● **Exercise data**
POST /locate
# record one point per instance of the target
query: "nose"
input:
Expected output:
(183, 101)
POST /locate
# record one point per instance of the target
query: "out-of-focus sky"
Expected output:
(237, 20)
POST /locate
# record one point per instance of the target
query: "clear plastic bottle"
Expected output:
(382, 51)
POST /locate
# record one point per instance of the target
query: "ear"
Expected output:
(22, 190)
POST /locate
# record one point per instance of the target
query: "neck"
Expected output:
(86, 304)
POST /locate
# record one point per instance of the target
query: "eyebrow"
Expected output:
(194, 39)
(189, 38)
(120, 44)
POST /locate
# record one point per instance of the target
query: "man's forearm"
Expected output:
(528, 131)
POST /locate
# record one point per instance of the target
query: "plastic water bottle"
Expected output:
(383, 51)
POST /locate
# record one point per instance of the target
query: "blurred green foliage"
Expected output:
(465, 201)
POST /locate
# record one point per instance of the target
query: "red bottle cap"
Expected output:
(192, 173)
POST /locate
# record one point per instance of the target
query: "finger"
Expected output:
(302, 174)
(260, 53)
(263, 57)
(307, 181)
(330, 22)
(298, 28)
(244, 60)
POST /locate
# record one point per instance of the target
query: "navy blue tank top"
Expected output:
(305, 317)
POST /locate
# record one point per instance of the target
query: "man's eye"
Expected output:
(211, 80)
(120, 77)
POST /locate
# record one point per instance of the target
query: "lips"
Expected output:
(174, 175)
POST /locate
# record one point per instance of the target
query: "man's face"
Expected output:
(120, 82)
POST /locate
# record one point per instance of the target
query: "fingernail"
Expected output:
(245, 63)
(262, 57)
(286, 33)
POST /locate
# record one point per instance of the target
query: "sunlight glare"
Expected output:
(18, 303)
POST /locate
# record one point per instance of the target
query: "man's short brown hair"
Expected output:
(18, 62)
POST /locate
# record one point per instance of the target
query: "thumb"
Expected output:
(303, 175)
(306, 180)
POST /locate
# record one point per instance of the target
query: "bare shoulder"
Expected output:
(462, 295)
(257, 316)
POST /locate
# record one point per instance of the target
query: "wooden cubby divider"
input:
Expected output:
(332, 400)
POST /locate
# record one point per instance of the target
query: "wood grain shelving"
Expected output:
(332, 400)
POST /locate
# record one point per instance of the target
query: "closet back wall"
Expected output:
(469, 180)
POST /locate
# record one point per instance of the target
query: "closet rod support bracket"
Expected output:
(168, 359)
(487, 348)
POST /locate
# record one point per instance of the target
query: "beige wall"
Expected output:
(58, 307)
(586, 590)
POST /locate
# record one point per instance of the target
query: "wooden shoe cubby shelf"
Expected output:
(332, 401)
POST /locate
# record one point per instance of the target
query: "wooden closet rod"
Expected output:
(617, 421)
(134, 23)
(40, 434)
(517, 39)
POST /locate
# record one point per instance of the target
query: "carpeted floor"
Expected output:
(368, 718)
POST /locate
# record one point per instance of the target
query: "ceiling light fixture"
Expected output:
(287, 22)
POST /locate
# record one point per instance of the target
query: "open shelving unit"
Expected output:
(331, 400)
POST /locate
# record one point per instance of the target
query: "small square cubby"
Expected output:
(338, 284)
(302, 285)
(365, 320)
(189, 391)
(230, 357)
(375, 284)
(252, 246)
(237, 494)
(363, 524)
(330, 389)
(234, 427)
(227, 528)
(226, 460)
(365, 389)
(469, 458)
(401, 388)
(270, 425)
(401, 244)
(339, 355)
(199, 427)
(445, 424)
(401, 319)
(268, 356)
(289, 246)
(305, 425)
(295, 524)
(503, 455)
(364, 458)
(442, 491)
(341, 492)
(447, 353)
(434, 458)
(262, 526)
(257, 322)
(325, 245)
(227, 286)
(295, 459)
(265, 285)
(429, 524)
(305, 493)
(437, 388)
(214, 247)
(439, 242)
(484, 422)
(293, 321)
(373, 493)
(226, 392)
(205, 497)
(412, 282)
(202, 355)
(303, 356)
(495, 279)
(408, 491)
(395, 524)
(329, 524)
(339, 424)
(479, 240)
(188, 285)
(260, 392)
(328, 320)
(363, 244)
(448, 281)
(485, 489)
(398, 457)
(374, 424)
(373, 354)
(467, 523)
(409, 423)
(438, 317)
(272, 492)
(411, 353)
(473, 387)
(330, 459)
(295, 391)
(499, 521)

● **Task requirements**
Return all the data exactly as given.

● **Solution to this exercise**
POST /locate
# record one point per instance of the target
query: "nose"
input:
Expected output:
(183, 101)
POST /locate
# record one point per instance of the target
query: "out-of-focus sky"
Expected output:
(237, 20)
POST /locate
# record one point per instance of the target
query: "clear plastic bottle"
Expected output:
(382, 51)
POST /locate
# record one point per instance of the target
query: "ear"
Expected output:
(22, 190)
POST /locate
# record one point per instance of the target
query: "neck"
Expected output:
(86, 304)
POST /locate
# record one point per instance of the target
query: "eyebrow"
Expected output:
(194, 39)
(189, 38)
(120, 44)
POST /locate
# record one point per instance of the target
query: "man's forearm"
Expected output:
(528, 131)
POST /locate
# record one point per instance of the target
query: "plastic water bottle"
Expected output:
(383, 51)
POST /locate
# record one point per instance of the target
query: "blurred green foliage"
Expected output:
(465, 201)
POST /locate
# record one point per instance of the target
query: "red bottle cap"
Expected output:
(192, 173)
POST /locate
# record one point per instance of the target
query: "finger"
Expected output:
(302, 174)
(260, 53)
(263, 57)
(307, 181)
(330, 22)
(298, 28)
(244, 60)
POST /locate
# record one point per instance of the target
query: "navy blue tank top"
Expected output:
(305, 317)
POST /locate
# record one point per instance of the target
query: "man's eye"
Expected output:
(211, 80)
(120, 77)
POST /locate
# record one point per instance of the target
query: "lips"
Expected output:
(174, 175)
POST /locate
# record one point per instance of the target
query: "man's face"
Expected output:
(120, 82)
POST /locate
# record one point per instance of the target
query: "fingernail"
Expected output:
(245, 63)
(262, 57)
(286, 33)
POST /locate
# record one point per instance of the target
query: "sunlight glare"
Expected output:
(18, 303)
POST /locate
# record one point per instance of the target
query: "man's short brown hair"
Expected output:
(18, 62)
POST /locate
# record one point per instance of the target
query: "thumb"
Expected output:
(303, 175)
(306, 180)
POST /locate
# record one point per instance of the target
query: "bare shoulder"
Expected output:
(462, 295)
(257, 316)
POST /locate
# record one point per instance of the target
query: "wooden cubby divider"
input:
Expected output:
(332, 400)
POST /locate
# record one point per instance of the target
query: "wood grain shelving"
Expected output:
(332, 400)
POST /locate
# record one point per instance of the target
query: "closet back wall"
Expected output:
(469, 180)
POST /locate
# record one point per instance of the target
query: "closet rod support bracket"
Expected output:
(168, 359)
(487, 348)
POST /locate
# record one point per instance of the target
query: "beige wall"
Expected output:
(58, 307)
(586, 590)
POST /locate
# record one point per instance of the target
query: "wooden shoe cubby shelf"
Expected output:
(332, 401)
POST /locate
# record one point per instance of the target
query: "wooden closet rod"
Expected output:
(617, 421)
(134, 23)
(40, 434)
(517, 39)
POST /locate
# record one point per instance of the target
query: "carpeted floor"
Expected output:
(368, 718)
POST /locate
# record one point per instance of the target
query: "ceiling light fixture"
Expected output:
(287, 22)
POST /locate
# record one point per instance of the target
query: "open shelving unit"
Expected output:
(331, 400)
POST /locate
# record one point per instance of the target
query: "small square cubby"
Expected output:
(338, 284)
(302, 285)
(365, 320)
(189, 391)
(230, 357)
(375, 284)
(252, 246)
(237, 494)
(363, 524)
(330, 389)
(234, 427)
(227, 528)
(226, 460)
(365, 389)
(469, 458)
(401, 388)
(270, 425)
(401, 244)
(339, 355)
(199, 427)
(445, 424)
(401, 319)
(268, 356)
(289, 246)
(305, 425)
(295, 524)
(503, 455)
(364, 458)
(442, 491)
(341, 492)
(447, 353)
(434, 458)
(262, 526)
(257, 322)
(325, 245)
(227, 286)
(295, 459)
(265, 285)
(429, 524)
(305, 493)
(437, 388)
(214, 247)
(439, 242)
(484, 422)
(293, 321)
(373, 493)
(226, 392)
(205, 497)
(412, 282)
(202, 355)
(303, 356)
(495, 279)
(408, 491)
(395, 524)
(329, 524)
(339, 424)
(479, 240)
(188, 285)
(260, 392)
(328, 320)
(363, 244)
(448, 281)
(485, 489)
(398, 457)
(374, 424)
(373, 354)
(467, 523)
(409, 423)
(438, 317)
(272, 492)
(411, 353)
(473, 387)
(330, 459)
(295, 391)
(499, 521)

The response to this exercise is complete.